▶ **TAREA ESCRITA 1**: Según el fragmento, ¿de dónde salió el genio alemán que puso las cosas en su sitio?
▶ **TAREA ESCRITA 2**: ¿Puedes duplicar sin cambios el tramo del fragmento que va desde "Cuando esta noche, un" hasta "tampoco la tenía."?

▶ **FRAGMENTO SELECCIONADO**:
- - -
Cuando esta noche, un borrachito de la vieja guardia exclame a todo pulmón «¡se acabó Pindanga!», y agregue quizá algún venerable «¡nojoda!», de un modo poco convencional estará afirmando también que terminó el conteo, que se acabó el tiempo. Un agente antiexplosivos podría no estar de acuerdo, claro, pero se trata sin duda del mismo enigma que, por siglos, enfrentó a Aristóteles y a Newton, hasta que un buen día un genio alemán, salido de una oficina de patentes, no de una lámpara, vino a poner las cosas en su sitio. Einstein demostró que, por una parte, tanto el griego como el británico tenían la razón, y que, por otra, ninguno la tenía. Al año siguiente, el alemán descubrió con amargura que él tampoco la tenía.
- - -
▶ **REGISTROS EXTRAÍDOS**:
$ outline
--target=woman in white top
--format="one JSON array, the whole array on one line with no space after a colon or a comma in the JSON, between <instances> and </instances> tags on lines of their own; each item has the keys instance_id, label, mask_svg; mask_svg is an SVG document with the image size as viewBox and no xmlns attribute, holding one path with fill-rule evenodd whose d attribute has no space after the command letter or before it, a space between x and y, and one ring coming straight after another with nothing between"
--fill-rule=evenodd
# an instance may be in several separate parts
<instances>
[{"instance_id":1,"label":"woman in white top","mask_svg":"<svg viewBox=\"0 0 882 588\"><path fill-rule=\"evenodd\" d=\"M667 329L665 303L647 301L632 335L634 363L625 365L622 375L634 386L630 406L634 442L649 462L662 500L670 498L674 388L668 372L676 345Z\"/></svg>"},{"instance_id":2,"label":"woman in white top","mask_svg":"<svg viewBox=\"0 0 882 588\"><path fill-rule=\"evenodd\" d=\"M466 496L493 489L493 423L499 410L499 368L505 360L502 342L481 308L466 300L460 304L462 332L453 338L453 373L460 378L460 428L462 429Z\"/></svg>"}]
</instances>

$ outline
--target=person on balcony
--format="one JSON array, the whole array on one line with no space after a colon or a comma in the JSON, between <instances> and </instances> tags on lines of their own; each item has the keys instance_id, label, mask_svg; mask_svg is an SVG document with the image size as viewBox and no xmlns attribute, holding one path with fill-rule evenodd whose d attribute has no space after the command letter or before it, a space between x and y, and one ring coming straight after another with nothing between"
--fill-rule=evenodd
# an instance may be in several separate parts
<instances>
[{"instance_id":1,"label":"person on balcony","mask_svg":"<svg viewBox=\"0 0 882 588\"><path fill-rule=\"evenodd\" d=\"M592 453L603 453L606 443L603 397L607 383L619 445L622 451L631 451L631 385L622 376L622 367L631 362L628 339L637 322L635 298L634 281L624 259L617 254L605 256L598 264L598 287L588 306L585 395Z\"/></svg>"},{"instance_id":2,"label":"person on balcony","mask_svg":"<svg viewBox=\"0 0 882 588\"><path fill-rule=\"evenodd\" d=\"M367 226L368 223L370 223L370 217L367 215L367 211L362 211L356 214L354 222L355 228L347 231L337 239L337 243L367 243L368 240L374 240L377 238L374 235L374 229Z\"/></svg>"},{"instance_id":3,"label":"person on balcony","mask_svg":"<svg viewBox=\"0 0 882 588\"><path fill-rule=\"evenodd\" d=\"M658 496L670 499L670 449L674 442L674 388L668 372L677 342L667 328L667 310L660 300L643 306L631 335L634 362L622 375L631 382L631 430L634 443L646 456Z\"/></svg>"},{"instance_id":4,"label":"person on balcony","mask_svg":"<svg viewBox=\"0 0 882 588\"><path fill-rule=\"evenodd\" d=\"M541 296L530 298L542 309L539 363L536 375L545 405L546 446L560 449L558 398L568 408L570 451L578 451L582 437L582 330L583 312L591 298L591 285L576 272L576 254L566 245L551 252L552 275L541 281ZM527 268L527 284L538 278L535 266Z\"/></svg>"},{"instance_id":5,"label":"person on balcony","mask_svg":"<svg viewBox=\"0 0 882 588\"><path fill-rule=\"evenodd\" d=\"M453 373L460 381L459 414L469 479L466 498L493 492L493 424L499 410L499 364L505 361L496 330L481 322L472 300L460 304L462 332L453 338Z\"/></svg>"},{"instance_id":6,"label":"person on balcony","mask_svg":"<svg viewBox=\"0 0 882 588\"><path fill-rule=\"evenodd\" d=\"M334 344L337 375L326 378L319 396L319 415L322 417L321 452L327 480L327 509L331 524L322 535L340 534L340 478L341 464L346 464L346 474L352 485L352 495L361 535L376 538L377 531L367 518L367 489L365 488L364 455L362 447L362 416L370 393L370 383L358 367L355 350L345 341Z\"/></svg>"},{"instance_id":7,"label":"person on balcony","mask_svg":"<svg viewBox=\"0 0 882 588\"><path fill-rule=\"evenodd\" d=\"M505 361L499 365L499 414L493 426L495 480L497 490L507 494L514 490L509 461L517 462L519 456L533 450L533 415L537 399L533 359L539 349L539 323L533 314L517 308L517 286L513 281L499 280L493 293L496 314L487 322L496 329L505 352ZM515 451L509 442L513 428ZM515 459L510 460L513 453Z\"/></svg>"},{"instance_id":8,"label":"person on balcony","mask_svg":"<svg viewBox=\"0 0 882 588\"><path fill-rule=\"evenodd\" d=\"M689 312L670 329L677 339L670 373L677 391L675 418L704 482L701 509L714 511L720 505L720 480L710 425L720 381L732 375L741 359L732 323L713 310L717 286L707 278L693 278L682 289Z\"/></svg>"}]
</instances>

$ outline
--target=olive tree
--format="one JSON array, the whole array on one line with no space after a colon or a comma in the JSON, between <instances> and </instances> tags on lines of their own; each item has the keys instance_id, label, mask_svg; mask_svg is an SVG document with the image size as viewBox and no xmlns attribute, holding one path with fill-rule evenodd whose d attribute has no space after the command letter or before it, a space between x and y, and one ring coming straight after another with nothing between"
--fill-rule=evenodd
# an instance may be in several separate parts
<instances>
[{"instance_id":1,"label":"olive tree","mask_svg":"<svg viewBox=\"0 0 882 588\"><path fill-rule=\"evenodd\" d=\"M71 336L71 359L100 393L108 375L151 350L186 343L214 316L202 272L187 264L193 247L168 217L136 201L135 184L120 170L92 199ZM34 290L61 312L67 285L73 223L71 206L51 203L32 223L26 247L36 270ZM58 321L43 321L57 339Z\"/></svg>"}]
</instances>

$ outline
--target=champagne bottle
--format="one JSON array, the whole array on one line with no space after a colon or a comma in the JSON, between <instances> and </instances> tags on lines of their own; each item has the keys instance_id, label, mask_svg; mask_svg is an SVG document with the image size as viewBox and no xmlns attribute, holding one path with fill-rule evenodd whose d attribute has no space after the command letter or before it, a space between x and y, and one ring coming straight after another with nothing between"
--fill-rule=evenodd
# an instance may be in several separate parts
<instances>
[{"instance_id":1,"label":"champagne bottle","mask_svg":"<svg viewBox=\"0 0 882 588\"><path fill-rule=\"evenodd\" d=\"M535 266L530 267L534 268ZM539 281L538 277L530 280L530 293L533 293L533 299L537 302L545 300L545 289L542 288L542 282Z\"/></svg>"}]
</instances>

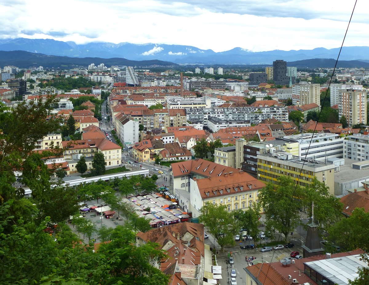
- - -
▶ **SOLUCIÓN DEL PROBLEMA 1**: De una oficina de patentes.

▶ **SOLUCIÓN DEL PROBLEMA 2**:
Cuando esta noche, un borrachito de la vieja guardia exclame a todo pulmón «¡se acabó Pindanga!», y agregue quizá algún venerable «¡nojoda!», de un modo poco convencional estará afirmando también que terminó el conteo, que se acabó el tiempo. Un agente antiexplosivos podría no estar de acuerdo, claro, pero se trata sin duda del mismo enigma que, por siglos, enfrentó a Aristóteles y a Newton, hasta que un buen día un genio alemán, salido de una oficina de patentes, no de una lámpara, vino a poner las cosas en su sitio. Einstein demostró que, por una parte, tanto el griego como el británico tenían la razón, y que, por otra, ninguno la tenía. Al año siguiente, el alemán descubrió con amargura que él tampoco la tenía.